Exercise =>
Reproduce exactly, with no other output, every line of the data below from the line containing "If you could pick out the cardigan" to the end, inclusive.

==== Entries provided

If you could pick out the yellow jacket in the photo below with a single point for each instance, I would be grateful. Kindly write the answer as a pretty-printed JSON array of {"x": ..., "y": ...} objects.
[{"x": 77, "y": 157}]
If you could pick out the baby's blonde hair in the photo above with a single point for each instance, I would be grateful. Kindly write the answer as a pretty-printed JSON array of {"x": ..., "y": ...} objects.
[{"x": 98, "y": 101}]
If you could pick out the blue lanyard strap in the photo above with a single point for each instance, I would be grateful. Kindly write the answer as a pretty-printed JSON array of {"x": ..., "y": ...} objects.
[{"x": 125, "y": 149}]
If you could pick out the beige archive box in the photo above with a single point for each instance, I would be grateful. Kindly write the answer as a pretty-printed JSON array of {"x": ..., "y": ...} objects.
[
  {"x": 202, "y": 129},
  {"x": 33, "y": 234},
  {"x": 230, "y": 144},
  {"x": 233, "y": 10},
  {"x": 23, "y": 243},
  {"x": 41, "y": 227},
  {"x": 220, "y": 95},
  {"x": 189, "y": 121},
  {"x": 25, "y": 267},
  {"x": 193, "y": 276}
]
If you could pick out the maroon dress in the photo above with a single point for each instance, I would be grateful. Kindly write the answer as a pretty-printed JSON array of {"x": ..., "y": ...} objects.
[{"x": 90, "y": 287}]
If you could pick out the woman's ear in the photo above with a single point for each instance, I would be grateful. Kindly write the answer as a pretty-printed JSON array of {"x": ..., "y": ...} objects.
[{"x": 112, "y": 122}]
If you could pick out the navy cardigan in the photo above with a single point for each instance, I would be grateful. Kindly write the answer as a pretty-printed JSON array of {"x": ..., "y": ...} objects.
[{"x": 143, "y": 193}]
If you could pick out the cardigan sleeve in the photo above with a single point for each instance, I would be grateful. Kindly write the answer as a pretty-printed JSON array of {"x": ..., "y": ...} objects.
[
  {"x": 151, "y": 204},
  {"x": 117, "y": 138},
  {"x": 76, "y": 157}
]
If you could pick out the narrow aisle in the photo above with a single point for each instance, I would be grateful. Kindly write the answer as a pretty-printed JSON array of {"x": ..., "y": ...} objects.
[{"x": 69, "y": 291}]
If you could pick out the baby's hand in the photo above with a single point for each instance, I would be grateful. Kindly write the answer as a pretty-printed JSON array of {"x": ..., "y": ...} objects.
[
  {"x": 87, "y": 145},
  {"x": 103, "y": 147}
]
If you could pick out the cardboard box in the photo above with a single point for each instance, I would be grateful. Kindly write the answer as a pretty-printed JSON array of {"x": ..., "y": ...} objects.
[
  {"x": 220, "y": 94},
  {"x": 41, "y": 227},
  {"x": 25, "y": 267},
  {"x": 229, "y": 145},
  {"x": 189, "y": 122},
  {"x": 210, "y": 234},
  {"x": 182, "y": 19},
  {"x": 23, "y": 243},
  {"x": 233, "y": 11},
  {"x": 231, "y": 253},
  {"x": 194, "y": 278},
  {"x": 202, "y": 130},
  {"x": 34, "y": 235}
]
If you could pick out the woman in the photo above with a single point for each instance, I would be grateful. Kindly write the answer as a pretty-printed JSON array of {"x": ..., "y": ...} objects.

========

Answer below =>
If you could pick out the cardigan sleeve in the photo above with a single point for each instance, I would be grateful. Kindly write the answer as a pretty-printed JSON array of {"x": ..., "y": ...} objects.
[
  {"x": 151, "y": 204},
  {"x": 117, "y": 138},
  {"x": 76, "y": 157}
]
If you could pick out the narrow aisle in the photo above with a single point for each instance, I would be grateful. Kindly write the answer as a pretty-printed JSON array of {"x": ..., "y": ...} objects.
[{"x": 69, "y": 291}]
If you could pick out the baby's hand in the photo above with a single point for each instance, I would be grateful. Kindly write the answer as a pretty-printed JSON array of {"x": ..., "y": ...} objects.
[
  {"x": 87, "y": 145},
  {"x": 103, "y": 147}
]
If you could pick out the cardboard box in the photo above with a single point for each instance, I would be grateful. Kindly write the answer as a pretty-printed JSON array of {"x": ..., "y": ...} objects.
[
  {"x": 220, "y": 94},
  {"x": 41, "y": 227},
  {"x": 25, "y": 267},
  {"x": 229, "y": 145},
  {"x": 189, "y": 122},
  {"x": 210, "y": 234},
  {"x": 182, "y": 19},
  {"x": 23, "y": 243},
  {"x": 233, "y": 11},
  {"x": 231, "y": 253},
  {"x": 194, "y": 278},
  {"x": 202, "y": 130},
  {"x": 34, "y": 235}
]
If you could pick out the woman in the photo above with a single point for each instance, I would be grateful. Kindly write the answer as a pretty-printed JSON array of {"x": ..., "y": ...} objects.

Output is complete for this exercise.